■ **SOAL LATIHAN**: Menurut teks bacaan tentang pengampunan pajak, berapa yurisdiksi/negara yang tercatat dalam data Global Forum on Transparency and Exchange of Information for Tax Purposes tanggal 11 Desember 2015 sebagai pihak yang sudah menyatakan komitmen untuk menerapkan?

■ **TEKS BACAAN**:
########

Banyak pengusaha manufaktur yang tertarik pada tax amnesty
Sementara di satu sisi tax amnesty atau pengampunan pajak menjadi agenda besar bagi Indonesia untuk tujuan jangka pendek mengejar target penerimaan pajak tahun 2016, ada atau tidak ada pengampunan pajak lewat tahun 2016 ini, wajib pajak atau subjek pajak penghasilan yang sengaja atau tidak sengaja melakukan penghindaran pajak (tax avoidance) atau pengelakan pajak (tax evasion) dengan menempatkan penghasilan atau aset keuangannya di luar negeri, tampaknya harus melakukan introspeksi.
Konon Benjamin Franklin pernah mengatakan: “In this world nothing can be said to be certain, except death and taxes”. Dan memang demikian mejelang era AEOI (Automatic Exchange of Information) atau pertukaran informasi secara otomatis untuk keperluan perpajakan negara atau yurisdiksi mitra, sepertinya apa yang dikatakan oleh Benjamin Franklin itu semakin mewujud di planet Bumi ini. Data Global Forum on Transparency and Exchange of Information for Tax Purposes 11 Desember 2015 (lihat di sini) mencatat 97 yurisdiksi/negara sudah menyatakan komitmen untuk menerapkan. Intinya tidak ada negara atau yurisdiksi mana pun yang mau penerimaan pajak negaranya lari ke negara lain sehingga konsensus transparansi seperti ini menjadi pilihan yang mau tidak mau diambil. Konsekuensinya jelas, negara atau yurisdiksi yang tidak mau menempuh komitmen ini akan semakin terkucil.
Kerjasama antarnegara di bidang perpajakan sebenarnya bukan hal yang baru. Selama ini yang cukup dikenal adalah model P3B (Perjanjian Penghindaran Pajak Berganda) yang dikembangkan oleh OECD (Organization for Economic Co-operation and Development). Namun dalam perjalanan waktu tetap saja masih ada yang kurang, terbukti penghindaran dan pengelakan pajak tetap saja hadir terutama dengan bermodalkan kerahasiaan bank. Ini yang memicu akhirnya Amerika Serikat menerbitkan aturan dosmestik tentang Foreign Account Tax Compliance Act (FATCA) yang mewajibkan lembaga keuangan di seluruh dunia untuk memberikan informasi terkait wajib pajak Amerika Serikat yang memiliki rekening di lembaga keuangan tersebut kepada otoritas pajak AS.

########

■ **MATERI YANG DIBERIKAN**:
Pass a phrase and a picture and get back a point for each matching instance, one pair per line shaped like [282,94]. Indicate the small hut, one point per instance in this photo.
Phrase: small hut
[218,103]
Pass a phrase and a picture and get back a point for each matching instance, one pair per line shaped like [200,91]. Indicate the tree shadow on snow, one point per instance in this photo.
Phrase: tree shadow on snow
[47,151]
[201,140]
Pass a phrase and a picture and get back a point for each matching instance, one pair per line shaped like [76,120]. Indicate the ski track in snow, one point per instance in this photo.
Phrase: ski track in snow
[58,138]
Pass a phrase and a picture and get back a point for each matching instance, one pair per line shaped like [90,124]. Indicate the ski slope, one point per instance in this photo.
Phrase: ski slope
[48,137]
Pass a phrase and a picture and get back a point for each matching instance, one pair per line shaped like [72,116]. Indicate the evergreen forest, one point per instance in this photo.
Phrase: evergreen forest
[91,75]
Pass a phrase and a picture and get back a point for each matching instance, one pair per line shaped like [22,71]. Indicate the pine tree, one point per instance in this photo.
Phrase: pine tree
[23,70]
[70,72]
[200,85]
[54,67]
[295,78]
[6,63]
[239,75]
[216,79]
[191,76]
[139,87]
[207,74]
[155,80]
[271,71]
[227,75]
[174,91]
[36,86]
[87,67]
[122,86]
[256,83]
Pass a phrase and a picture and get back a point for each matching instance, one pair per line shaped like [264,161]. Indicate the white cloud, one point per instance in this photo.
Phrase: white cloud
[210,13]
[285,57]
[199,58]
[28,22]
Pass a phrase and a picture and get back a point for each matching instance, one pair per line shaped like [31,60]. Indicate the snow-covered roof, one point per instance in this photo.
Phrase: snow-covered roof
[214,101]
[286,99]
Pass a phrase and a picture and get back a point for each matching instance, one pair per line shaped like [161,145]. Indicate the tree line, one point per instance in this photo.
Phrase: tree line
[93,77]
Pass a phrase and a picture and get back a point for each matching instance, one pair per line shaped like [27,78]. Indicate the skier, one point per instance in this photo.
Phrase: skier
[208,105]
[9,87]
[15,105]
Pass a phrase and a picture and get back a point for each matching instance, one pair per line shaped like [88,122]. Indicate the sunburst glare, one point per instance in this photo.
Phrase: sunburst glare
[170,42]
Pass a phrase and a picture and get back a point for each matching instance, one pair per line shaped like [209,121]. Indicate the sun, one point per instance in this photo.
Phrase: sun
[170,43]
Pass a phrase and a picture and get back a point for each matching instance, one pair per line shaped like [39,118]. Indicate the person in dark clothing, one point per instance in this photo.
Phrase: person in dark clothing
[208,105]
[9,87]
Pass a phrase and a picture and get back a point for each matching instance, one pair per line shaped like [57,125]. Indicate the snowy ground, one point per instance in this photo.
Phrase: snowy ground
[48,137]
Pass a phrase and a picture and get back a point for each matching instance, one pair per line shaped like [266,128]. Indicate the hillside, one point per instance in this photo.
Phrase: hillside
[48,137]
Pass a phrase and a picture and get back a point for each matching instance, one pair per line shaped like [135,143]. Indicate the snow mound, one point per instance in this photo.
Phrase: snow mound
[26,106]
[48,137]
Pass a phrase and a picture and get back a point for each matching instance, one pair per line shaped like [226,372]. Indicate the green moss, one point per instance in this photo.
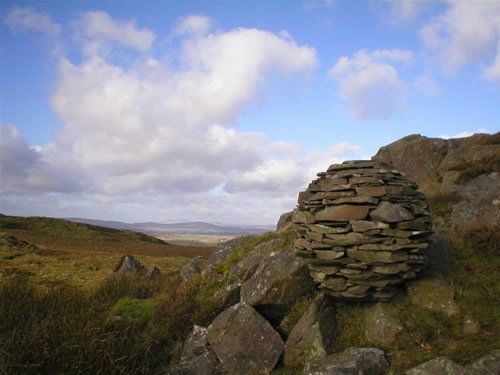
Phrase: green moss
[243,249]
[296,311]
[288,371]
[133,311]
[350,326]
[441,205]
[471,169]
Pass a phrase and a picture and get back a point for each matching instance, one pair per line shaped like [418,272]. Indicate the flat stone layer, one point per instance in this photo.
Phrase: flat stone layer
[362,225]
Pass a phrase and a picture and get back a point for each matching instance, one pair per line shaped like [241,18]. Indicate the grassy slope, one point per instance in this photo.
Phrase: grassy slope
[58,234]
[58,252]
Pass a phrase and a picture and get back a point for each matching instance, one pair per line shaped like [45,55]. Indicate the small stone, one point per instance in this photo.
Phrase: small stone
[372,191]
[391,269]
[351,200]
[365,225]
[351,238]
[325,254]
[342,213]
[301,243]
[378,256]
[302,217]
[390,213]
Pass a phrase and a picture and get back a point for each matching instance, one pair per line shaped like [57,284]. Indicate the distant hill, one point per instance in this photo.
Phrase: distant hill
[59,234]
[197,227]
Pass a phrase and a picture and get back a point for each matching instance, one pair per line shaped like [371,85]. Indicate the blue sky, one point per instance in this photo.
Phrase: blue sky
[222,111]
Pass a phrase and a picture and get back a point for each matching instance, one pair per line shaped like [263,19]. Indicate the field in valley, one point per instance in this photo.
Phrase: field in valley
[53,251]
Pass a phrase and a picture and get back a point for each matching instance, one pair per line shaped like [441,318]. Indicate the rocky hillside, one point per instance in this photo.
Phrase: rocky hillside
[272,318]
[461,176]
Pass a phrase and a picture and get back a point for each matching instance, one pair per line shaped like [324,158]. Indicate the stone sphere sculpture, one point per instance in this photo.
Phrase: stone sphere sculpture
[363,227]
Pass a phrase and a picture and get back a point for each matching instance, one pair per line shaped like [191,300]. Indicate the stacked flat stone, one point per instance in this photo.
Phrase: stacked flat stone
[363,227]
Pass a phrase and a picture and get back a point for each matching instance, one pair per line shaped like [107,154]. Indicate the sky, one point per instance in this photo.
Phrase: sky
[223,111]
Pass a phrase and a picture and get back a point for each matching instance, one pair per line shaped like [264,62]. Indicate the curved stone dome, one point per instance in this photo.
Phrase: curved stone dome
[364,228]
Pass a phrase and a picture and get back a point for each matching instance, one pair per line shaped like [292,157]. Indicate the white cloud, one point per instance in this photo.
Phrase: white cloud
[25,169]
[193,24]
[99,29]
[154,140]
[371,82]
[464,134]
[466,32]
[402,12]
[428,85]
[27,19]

########

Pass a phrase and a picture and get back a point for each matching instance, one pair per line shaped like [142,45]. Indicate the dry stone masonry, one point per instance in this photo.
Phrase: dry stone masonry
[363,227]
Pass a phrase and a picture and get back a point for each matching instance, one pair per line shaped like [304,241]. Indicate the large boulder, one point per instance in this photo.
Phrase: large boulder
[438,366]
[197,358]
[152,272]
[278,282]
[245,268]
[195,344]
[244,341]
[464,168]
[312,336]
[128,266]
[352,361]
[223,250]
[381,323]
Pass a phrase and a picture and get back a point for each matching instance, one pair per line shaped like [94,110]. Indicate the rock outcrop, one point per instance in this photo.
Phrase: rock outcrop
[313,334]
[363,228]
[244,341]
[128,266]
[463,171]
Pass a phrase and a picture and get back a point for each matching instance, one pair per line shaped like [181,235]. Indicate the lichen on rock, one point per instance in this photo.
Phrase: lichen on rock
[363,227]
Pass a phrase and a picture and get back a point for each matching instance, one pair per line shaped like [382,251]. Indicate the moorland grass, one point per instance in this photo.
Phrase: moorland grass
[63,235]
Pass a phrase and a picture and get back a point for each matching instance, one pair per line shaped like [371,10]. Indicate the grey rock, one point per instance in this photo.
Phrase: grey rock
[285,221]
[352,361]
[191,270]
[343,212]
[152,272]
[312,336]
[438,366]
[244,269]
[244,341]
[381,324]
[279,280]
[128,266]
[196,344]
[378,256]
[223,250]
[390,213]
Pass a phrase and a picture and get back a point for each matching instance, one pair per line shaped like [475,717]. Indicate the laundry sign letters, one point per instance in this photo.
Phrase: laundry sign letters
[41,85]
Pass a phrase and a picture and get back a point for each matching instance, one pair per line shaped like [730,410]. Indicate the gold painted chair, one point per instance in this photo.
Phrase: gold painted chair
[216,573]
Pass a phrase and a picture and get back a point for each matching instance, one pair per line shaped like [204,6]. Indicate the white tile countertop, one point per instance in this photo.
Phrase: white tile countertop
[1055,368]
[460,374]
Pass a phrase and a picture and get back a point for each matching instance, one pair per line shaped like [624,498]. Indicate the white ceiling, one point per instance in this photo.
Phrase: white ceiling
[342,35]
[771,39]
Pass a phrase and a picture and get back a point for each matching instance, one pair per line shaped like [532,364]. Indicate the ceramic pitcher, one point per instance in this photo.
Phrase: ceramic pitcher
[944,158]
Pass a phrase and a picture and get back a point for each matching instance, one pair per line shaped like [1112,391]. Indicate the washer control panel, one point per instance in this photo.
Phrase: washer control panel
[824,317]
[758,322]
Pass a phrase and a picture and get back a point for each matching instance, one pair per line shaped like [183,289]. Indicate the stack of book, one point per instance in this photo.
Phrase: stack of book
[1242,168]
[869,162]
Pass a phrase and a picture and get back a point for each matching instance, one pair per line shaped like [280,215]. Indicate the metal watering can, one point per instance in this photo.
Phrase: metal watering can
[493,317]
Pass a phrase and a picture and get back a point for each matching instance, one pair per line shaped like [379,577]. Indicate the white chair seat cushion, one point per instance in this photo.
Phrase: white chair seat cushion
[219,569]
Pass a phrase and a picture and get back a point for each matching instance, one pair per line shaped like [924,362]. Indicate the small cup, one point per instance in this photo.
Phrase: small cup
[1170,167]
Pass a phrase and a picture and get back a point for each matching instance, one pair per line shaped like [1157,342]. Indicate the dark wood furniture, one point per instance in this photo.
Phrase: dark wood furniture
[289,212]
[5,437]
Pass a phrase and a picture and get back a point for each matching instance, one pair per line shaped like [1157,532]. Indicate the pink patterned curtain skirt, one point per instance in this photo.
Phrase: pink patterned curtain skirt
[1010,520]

########

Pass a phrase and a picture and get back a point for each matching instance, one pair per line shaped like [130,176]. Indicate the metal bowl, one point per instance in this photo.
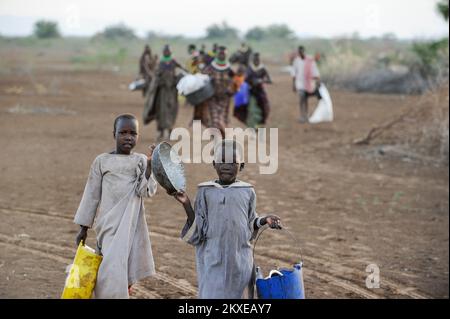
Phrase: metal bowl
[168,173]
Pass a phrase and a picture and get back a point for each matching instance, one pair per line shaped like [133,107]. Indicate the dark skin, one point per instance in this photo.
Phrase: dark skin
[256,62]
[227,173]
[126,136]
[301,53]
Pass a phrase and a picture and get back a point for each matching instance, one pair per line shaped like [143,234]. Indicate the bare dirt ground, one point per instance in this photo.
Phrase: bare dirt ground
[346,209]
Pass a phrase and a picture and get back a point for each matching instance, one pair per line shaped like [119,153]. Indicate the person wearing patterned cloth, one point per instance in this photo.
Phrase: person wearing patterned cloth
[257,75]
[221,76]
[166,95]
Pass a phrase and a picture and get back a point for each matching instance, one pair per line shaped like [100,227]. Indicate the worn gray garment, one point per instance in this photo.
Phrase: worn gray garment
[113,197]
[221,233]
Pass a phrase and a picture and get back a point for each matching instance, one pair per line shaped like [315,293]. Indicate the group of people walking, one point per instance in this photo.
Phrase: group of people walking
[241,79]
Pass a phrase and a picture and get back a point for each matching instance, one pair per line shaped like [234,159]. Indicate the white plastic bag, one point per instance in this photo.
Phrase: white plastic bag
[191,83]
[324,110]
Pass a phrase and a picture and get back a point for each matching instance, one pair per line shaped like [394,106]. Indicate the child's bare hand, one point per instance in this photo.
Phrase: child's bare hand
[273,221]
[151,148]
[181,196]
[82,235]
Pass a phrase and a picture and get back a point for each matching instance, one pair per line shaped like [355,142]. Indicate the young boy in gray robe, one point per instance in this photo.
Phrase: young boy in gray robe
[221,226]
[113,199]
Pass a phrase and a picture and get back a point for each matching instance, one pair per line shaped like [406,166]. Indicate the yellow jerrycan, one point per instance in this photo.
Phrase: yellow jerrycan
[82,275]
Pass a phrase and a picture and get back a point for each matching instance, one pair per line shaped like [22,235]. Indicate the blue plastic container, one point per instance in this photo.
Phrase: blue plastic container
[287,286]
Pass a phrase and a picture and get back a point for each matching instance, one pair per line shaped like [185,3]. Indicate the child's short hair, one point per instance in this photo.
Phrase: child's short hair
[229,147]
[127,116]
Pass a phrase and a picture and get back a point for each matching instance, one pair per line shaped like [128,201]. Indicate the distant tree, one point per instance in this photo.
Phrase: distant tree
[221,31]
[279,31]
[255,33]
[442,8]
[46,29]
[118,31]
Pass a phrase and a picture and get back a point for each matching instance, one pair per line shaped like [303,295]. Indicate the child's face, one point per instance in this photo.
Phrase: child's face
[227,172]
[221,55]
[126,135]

########

■ **JAWABAN LATIHAN**: 97 yurisdiksi/negara.